» **Text section**
*** Begin section ***
How many times have you busted your butt in the gym and in the kitchen, only to step on the scale and not see your weight change one single bit? Maybe it even went up some! What gives?
Weight Loss is Not a Straight Line
First off, get rid of that scale – it’s worthless. Use these 10 ways to effectively measure weight loss progress instead. However, if you’re dead set on using the scale, you need to understand that weight loss does not occur in a straight line. You could be doing everything right. You could be weight training several times a week. You could be doing cardio on your off days. You could have your diet perfect.
Even with all the stars aligned, your weight might not change for weeks at a time. But doesn’t 3500 calories equal a pound? If I eat 500 calories less each day, should I lose a pound a week? In theory, that is true. However, in practice, that’s just not the case. Your metabolism is a unique individual. It has a mind of its own. It will drop the weight when it’s ready, but not a minute before then. So, when is it ready to let the fat go?
*** End section ***
» **Source information**
*** Begin section ***
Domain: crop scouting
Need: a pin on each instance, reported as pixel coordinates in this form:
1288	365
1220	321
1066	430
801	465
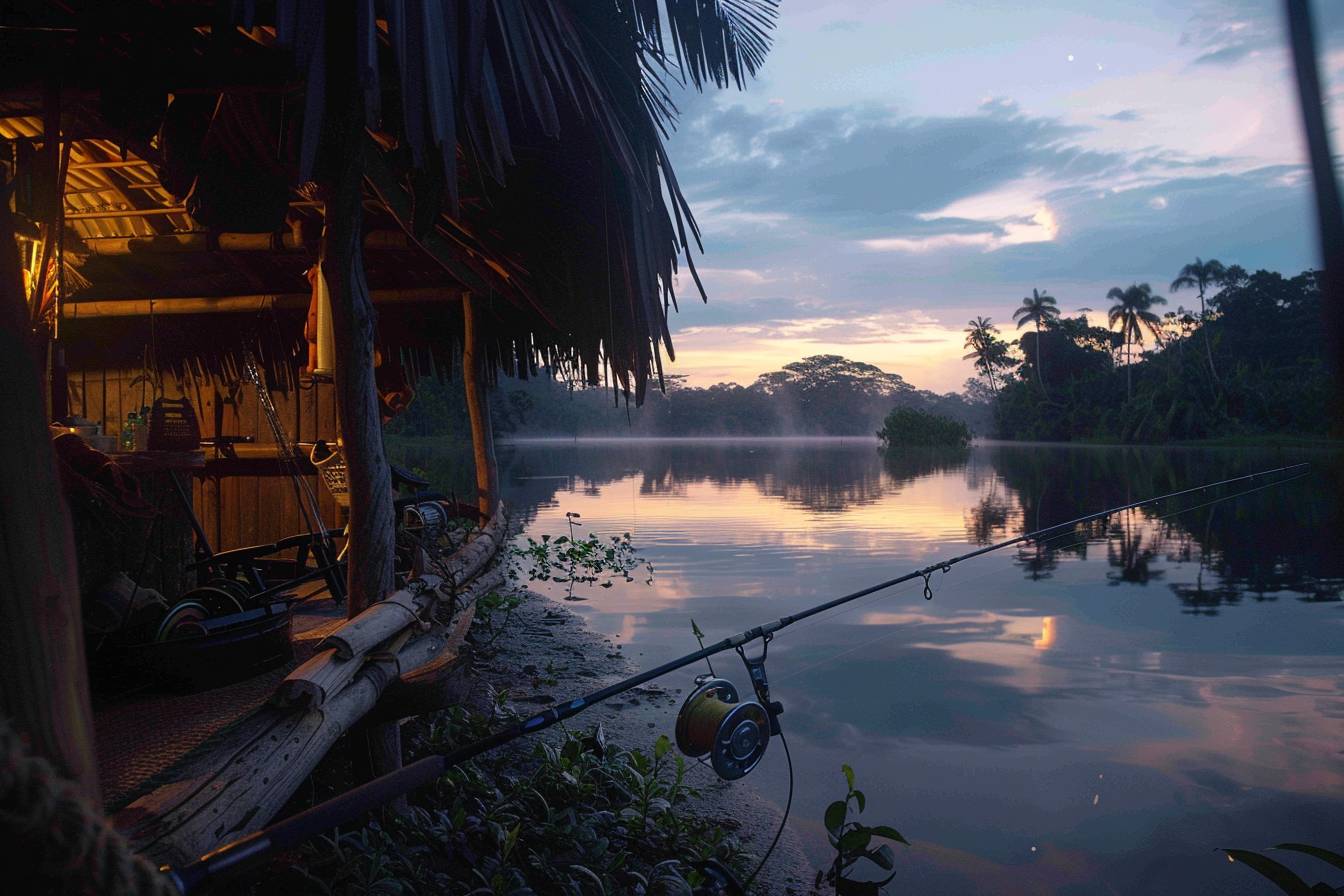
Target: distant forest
819	395
1247	362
*** End section ***
» **The problem**
Print the entire text on weight loss progress, word for word. Rely only on the text when working through what comes next.

» **Solved exercise**
How many times have you busted your butt in the gym and in the kitchen, only to step on the scale and not see your weight change one single bit? Maybe it even went up some! What gives?
Weight Loss is Not a Straight Line
First off, get rid of that scale – it’s worthless. Use these 10 ways to effectively measure weight loss progress instead. However, if you’re dead set on using the scale, you need to understand that weight loss does not occur in a straight line. You could be doing everything right. You could be weight training several times a week. You could be doing cardio on your off days. You could have your diet perfect.
Even with all the stars aligned, your weight might not change for weeks at a time. But doesn’t 3500 calories equal a pound? If I eat 500 calories less each day, should I lose a pound a week? In theory, that is true. However, in practice, that’s just not the case. Your metabolism is a unique individual. It has a mind of its own. It will drop the weight when it’s ready, but not a minute before then. So, when is it ready to let the fat go?